EXERCISE INSTRUCTIONS: Filter this listing down to the lines that contain the word "annotate", and copy them.

* * * * *

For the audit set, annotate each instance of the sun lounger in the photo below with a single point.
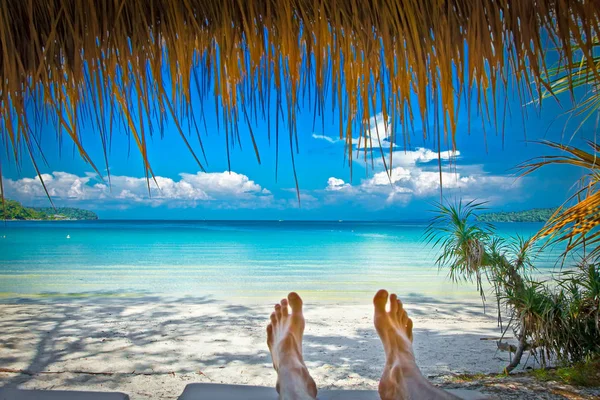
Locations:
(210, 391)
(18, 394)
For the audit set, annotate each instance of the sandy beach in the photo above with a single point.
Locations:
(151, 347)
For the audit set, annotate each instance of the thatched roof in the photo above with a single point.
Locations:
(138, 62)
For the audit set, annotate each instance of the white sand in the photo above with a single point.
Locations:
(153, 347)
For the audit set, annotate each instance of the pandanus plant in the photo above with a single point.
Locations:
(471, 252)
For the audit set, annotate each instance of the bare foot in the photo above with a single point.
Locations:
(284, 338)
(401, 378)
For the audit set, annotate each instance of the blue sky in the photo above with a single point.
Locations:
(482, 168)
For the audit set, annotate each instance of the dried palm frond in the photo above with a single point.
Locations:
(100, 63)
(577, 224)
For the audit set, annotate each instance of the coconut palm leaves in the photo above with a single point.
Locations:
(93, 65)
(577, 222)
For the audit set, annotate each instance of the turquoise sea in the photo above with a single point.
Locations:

* * * * *

RESPONSE TO THIS EXERCISE:
For the audit set, annotate each instance of the sun lounger in the photo below with a single point.
For the audit set, annotate each instance of the sandy beach in the photo above with a single point.
For the audit set, annotate each instance of the thatched roof in the photo above with a single point.
For the audit set, annotate each instance of the white sand in the photo above with a single point.
For the audit set, annotate each instance of the pandanus plant in the photo above with a single point.
For the audit set, annotate each instance of the bare foot in the photo above with a single point.
For the audit set, annotate each instance of the blue sky in the photo above with a single point.
For the audit set, annotate each instance of the dried palm frond in the photo above with a single point.
For the audit set, annotate each instance of the coconut palm leaves in the photo above with a single point.
For the audit set, annotate each instance of the turquoise sea in the photo above with a single point.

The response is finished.